About this exercise: Figure out how many lines in the records below hold the string "array". That number alone is the answer.

Segment Start: Material supplied

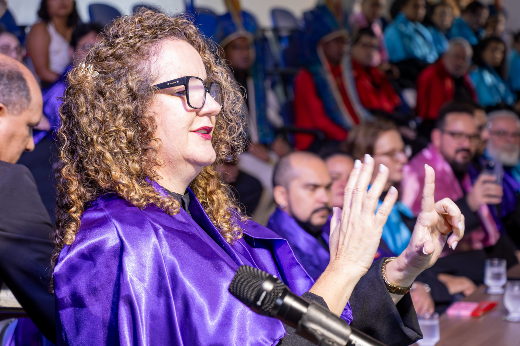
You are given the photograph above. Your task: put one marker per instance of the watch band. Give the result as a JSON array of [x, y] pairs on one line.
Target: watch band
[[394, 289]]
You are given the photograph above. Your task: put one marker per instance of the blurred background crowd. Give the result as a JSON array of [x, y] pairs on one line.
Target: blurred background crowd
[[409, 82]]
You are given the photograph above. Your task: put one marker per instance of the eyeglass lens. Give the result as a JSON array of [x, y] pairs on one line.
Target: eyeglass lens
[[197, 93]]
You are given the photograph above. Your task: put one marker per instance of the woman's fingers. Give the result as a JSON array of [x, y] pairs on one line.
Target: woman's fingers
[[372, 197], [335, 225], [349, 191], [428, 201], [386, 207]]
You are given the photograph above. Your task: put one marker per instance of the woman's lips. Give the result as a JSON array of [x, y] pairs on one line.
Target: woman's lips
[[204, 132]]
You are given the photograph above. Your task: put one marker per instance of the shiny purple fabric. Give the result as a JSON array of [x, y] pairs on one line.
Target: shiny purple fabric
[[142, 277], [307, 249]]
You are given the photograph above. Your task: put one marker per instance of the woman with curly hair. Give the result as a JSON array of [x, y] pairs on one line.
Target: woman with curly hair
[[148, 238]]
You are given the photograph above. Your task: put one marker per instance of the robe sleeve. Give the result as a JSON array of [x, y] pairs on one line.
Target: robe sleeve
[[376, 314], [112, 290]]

Segment End: Material supplied

Exercise response: 8